> Written problem: How many lines in the data below contain the string "Format", counting case-sensitively? Reply with the number only.

(Position annotation records)
= = = =
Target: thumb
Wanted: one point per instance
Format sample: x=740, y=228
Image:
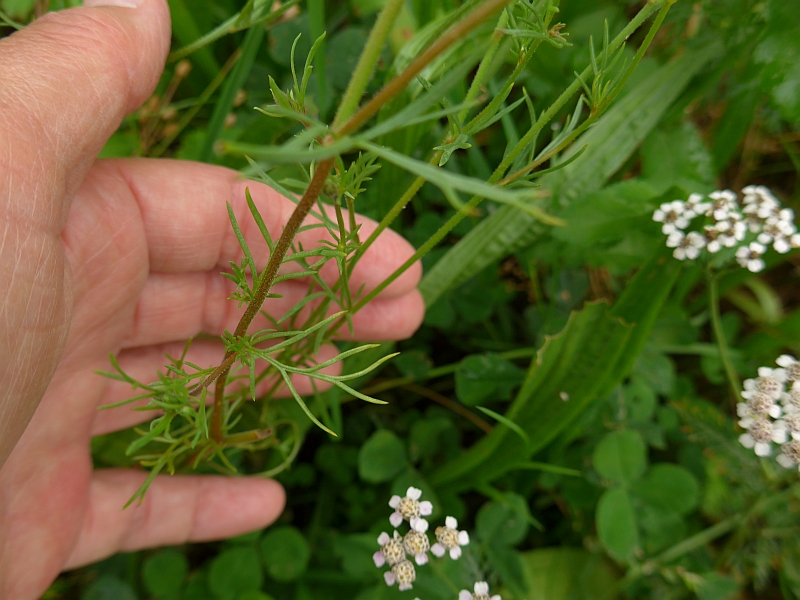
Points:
= = = =
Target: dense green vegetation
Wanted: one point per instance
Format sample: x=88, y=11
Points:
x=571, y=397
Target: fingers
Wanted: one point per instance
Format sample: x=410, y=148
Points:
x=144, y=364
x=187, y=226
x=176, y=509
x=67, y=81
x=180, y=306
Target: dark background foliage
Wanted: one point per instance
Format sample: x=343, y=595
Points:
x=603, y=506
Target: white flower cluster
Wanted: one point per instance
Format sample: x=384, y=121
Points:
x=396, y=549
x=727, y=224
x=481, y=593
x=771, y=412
= = = =
> Complete response: 5